Selected extract:
>> START

5.8 Indemnification.
In the
event that any Registrable Securities are included in a registration statement
under this Article V:
(a) To
the extent permitted by law, the Company will indemnify and hold harmless
each
Holder, any underwriter (as defined in the Securities Act) for such Holder
and
each person, if any, who controls such Holder or underwriter within the meaning
of the Securities Act or the Exchange Act, against any losses, claims, damages,
or liabilities (joint or several) to which they may become subject under
the
Securities Act, or the Exchange Act, insofar as such losses, claims, damages,
or
liabilities (or actions in respect thereof) arise out of or are based upon
any
of the following statements, omissions or violations (collectively a
“Violation”): (i) any untrue statement of a material fact contained in such
registration statement, including any preliminary prospectus or final prospectus
contained therein or any amendments or supplements thereto, (ii) the omission
to
state therein a material fact required to be stated therein, or necessary
to
make the statements therein not misleading, or (iii) any violation by the
Company of the Securities Act, the Exchange Act, or any rule or regulation
promulgated under the Securities Act, or the Exchange Act, and the Company
will
pay to each such Holder, underwriter or controlling person, as incurred,
any
legal or other expenses reasonably incurred by them in connection with
investigating or defending any such loss, claim, damage, liability, or action;
provided, however, that the indemnity agreement contained in this Section
5.8(a)
shall not apply to amounts paid in settlement of any such loss, claim, damage,
liability, or action if such settlement is effected without the consent of
the
Company (which consent shall not be unreasonably withheld), nor shall the
Company be liable in any such case for any such loss, claim, damage, liability,
or action to the extent that it arises out of or is based upon a Violation
which
occurs in reliance upon and in conformity with written information furnished
expressly for use in connection with such registration by any such Holder,
underwriter or controlling person.
12
(b) To
the extent permitted by law, each Selling Holder will indemnify and hold
harmless the Company, each of its directors, each of its officers, each person,
if any, who controls the Company within the meaning of the Securities Act,
any
underwriter, any other Holder selling securities in such registration statement
and any controlling person of any such underwriter or other Holder, against
any
losses, claims, damages, or liabilities (joint or several) to which any of
the
foregoing persons may become subject, under the Securities Act, or the Exchange
Act, insofar as such losses, claims, damages, or liabilities (or actions
in
respect thereto) arise out of or are based upon any Violation, in each case
to
the extent (and only to the extent) that such Violation occurs in reliance
upon
and in conformity with written information furnished by such Holder expressly
for use in connection with such registration; and each such Holder will pay,
as
incurred, any legal or other expenses reasonably incurred by any person intended
to be indemnified pursuant to this Section 5.8(b), in connection with
investigating or defending any such loss, claim, damage, liability, or action;
provided,
however,
that
the indemnity agreement contained in this Section 5.8(b) shall not apply
to
amounts paid in settlement of any such loss, claim, damage, liability or
action
if such settlement is effected without the consent of the Holder, which consent
shall not be unreasonably withheld; provided,
further,
that,
in
no event shall any indemnity under this Section 5.8(b) exceed the greater
of the
cash value of the (i) gross proceeds from the Offering received by such Holder
or (ii) such Holder’s investment pursuant to this Agreement as set forth on the
signature page attached hereto.

>> END

Entries provided:
>> START

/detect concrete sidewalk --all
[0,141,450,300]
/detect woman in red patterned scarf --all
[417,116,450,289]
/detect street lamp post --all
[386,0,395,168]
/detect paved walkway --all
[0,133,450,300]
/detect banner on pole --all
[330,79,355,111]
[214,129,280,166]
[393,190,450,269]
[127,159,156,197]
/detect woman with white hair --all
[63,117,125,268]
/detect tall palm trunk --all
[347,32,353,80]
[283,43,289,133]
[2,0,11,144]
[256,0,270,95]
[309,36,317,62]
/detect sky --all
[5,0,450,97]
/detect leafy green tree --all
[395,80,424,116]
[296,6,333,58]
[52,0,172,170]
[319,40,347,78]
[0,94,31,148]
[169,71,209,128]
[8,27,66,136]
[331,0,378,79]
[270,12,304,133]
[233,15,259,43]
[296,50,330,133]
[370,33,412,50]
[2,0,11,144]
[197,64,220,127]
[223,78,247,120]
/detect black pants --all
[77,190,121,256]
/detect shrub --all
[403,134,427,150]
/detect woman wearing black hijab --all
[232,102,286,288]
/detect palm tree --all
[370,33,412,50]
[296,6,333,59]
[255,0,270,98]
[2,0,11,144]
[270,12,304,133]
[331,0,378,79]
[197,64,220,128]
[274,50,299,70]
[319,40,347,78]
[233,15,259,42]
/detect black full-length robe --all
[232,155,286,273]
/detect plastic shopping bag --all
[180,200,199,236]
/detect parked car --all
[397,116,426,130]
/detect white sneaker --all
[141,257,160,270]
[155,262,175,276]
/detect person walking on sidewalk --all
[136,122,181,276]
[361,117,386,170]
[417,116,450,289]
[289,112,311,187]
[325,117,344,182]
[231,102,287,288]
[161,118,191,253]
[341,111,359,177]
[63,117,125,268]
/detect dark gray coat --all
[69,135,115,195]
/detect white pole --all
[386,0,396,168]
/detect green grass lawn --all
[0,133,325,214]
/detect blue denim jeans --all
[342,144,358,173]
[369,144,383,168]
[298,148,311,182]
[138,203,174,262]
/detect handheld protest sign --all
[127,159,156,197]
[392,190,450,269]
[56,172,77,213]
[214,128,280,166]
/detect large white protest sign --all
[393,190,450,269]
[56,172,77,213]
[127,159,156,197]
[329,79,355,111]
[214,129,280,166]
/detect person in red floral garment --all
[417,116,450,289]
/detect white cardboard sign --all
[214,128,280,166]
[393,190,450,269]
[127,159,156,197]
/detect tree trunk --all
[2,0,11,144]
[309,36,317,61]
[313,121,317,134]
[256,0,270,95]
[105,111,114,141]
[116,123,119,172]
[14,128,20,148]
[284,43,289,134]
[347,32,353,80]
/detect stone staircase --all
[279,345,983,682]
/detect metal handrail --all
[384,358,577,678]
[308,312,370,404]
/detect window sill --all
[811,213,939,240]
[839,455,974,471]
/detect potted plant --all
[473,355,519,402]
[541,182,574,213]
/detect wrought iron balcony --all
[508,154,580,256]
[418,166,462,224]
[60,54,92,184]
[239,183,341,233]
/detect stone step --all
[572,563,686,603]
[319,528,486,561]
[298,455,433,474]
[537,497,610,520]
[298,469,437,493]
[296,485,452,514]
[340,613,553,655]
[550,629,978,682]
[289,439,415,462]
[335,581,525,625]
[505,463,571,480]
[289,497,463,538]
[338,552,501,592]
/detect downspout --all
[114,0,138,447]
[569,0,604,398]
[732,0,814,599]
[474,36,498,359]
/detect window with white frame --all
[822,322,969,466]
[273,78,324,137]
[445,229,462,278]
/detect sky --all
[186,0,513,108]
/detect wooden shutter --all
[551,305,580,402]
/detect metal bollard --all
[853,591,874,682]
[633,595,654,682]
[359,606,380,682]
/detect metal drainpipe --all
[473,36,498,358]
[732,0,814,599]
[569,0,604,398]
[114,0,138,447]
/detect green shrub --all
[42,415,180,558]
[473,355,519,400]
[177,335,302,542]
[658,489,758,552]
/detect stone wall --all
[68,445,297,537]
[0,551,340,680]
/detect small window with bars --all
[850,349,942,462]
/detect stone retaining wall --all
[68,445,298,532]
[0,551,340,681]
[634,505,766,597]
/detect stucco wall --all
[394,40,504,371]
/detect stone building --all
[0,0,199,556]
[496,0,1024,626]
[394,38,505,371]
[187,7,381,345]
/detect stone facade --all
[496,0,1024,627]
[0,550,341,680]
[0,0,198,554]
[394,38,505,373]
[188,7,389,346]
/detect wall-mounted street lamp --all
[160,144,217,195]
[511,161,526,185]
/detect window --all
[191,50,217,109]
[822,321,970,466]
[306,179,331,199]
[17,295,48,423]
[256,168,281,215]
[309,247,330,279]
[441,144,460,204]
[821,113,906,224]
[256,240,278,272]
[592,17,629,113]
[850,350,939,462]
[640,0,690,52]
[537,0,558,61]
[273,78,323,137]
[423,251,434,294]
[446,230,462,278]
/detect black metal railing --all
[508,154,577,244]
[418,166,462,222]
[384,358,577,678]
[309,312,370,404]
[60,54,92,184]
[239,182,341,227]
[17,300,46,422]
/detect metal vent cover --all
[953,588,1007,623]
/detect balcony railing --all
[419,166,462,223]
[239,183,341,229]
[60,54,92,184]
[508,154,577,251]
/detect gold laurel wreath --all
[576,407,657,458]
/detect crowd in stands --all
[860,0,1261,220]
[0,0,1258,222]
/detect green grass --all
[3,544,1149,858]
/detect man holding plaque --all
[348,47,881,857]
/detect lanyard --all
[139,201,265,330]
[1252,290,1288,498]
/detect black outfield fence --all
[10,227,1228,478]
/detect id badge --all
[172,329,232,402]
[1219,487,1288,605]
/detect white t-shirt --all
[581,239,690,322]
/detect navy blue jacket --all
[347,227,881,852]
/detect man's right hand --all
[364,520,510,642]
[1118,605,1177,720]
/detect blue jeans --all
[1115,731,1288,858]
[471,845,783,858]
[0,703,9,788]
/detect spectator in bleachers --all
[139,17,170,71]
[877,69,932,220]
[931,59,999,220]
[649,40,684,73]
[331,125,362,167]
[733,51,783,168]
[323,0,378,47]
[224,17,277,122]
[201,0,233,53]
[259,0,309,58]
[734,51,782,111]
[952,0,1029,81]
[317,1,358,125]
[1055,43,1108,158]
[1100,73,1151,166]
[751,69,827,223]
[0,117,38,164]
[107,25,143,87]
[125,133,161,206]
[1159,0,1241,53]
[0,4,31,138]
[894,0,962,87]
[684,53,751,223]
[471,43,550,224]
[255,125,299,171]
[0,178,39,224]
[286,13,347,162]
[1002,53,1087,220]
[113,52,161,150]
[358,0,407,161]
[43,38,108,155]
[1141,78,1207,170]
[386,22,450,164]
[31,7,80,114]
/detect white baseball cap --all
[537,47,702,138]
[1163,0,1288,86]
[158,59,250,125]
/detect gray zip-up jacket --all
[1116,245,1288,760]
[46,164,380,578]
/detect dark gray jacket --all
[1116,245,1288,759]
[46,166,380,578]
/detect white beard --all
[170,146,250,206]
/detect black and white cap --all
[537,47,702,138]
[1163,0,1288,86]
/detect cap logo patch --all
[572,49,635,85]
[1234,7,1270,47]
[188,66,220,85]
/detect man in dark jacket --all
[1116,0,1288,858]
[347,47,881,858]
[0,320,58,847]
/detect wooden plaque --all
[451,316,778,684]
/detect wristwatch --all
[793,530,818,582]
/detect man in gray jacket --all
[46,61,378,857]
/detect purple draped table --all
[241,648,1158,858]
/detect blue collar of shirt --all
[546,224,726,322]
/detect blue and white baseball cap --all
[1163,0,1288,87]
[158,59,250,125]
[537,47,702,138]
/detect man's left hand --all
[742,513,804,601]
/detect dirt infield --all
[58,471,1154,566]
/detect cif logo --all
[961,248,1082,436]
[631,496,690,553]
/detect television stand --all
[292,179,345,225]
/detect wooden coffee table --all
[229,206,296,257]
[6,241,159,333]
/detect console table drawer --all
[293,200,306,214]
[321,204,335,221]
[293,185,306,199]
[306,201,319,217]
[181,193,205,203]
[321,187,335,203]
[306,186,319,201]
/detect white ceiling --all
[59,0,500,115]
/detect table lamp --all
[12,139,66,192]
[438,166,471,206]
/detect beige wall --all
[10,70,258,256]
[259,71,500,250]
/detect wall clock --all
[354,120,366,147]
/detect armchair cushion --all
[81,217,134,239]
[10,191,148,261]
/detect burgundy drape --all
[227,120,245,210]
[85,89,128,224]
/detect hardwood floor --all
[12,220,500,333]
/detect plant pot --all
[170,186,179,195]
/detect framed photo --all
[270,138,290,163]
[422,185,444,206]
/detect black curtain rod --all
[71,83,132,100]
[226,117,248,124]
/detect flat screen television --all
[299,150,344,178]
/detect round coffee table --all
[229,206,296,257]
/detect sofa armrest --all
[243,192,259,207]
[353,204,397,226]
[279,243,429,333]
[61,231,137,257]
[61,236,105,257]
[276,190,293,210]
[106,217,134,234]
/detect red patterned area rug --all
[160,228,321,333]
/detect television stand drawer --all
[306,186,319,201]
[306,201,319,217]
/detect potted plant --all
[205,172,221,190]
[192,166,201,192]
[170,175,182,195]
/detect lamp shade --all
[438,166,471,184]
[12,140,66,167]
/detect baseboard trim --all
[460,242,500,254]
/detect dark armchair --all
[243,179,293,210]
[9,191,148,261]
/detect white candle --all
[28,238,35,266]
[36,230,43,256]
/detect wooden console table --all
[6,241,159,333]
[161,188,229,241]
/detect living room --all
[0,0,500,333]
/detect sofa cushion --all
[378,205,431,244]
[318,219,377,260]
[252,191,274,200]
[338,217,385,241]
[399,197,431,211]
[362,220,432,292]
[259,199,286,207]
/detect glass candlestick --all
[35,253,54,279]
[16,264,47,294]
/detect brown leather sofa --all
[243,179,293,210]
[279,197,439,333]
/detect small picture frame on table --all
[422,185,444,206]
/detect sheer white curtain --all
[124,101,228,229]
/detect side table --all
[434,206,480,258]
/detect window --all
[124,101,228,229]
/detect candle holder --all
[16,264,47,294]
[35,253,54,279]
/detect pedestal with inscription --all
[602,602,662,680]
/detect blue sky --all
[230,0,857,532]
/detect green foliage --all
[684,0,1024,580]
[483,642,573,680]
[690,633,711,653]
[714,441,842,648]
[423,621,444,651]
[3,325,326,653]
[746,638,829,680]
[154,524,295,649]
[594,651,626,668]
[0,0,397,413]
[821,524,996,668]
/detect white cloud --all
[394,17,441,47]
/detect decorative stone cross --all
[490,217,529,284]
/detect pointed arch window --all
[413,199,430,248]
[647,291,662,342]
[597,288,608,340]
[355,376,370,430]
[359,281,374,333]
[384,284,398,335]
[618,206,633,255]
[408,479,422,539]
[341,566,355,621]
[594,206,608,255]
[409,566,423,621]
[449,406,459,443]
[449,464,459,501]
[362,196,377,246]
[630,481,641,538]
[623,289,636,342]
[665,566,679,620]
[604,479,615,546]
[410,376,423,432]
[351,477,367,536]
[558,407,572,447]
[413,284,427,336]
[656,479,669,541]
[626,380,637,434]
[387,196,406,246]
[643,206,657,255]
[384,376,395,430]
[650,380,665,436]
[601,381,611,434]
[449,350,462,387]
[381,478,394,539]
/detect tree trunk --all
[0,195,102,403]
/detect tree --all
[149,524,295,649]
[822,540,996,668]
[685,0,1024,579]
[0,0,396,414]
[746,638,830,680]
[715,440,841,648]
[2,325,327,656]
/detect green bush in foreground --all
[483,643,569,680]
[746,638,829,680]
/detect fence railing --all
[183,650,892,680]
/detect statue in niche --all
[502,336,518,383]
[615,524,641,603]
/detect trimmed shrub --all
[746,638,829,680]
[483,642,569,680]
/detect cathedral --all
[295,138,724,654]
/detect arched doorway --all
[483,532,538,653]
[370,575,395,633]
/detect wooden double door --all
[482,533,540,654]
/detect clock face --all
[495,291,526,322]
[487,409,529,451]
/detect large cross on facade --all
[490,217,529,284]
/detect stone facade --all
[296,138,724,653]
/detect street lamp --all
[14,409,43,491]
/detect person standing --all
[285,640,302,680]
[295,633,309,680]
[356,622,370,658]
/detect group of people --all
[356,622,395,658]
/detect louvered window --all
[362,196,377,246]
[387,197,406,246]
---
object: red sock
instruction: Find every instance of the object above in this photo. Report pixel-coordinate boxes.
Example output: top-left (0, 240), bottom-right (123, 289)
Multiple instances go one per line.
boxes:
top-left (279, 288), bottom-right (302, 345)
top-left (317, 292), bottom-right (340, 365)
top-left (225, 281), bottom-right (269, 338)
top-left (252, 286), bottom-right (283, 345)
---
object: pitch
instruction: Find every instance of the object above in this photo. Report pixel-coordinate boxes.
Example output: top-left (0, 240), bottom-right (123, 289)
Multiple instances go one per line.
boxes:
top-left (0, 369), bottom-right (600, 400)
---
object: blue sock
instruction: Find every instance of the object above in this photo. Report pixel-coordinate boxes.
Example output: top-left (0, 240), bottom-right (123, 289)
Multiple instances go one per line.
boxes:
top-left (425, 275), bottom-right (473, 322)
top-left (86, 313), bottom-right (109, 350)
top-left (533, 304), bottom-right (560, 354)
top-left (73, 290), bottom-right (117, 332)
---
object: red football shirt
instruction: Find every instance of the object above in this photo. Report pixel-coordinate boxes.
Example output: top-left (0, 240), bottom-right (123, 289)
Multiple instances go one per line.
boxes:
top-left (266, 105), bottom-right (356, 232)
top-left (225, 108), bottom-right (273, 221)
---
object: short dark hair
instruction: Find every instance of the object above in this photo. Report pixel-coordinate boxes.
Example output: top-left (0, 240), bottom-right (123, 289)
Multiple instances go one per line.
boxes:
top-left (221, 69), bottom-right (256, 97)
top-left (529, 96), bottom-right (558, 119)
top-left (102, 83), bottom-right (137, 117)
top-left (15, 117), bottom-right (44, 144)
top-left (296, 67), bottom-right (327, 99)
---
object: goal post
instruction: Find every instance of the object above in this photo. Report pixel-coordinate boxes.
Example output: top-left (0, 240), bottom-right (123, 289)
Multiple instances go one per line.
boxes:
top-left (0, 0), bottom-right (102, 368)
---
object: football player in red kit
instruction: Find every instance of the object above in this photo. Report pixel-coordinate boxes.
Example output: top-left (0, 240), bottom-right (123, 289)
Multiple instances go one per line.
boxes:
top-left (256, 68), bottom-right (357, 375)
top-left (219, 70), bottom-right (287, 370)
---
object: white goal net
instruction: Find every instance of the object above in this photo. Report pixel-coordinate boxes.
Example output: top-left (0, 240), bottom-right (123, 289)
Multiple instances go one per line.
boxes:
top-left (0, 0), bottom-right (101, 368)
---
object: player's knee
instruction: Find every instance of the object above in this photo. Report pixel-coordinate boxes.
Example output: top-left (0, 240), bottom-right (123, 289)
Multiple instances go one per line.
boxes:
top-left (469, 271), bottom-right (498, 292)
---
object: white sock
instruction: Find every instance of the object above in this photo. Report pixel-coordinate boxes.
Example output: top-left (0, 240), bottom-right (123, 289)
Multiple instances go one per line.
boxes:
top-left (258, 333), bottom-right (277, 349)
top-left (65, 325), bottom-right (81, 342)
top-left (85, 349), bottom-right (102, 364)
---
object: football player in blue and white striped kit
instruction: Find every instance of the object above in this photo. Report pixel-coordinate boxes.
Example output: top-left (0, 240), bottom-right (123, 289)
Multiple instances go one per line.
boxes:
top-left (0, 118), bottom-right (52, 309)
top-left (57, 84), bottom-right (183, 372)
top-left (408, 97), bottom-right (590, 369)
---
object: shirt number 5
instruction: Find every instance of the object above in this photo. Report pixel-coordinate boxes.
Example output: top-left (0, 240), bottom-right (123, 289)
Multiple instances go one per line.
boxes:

>> END

Requirements: Repeat word for word the stretch of the indemnification clause from "shall not apply to" through "or controlling person.".

Exercise answer:
shall not apply to amounts paid in settlement of any such loss, claim, damage,
liability, or action if such settlement is effected without the consent of
the
Company (which consent shall not be unreasonably withheld), nor shall the
Company be liable in any such case for any such loss, claim, damage, liability,
or action to the extent that it arises out of or is based upon a Violation
which
occurs in reliance upon and in conformity with written information furnished
expressly for use in connection with such registration by any such Holder,
underwriter or controlling person.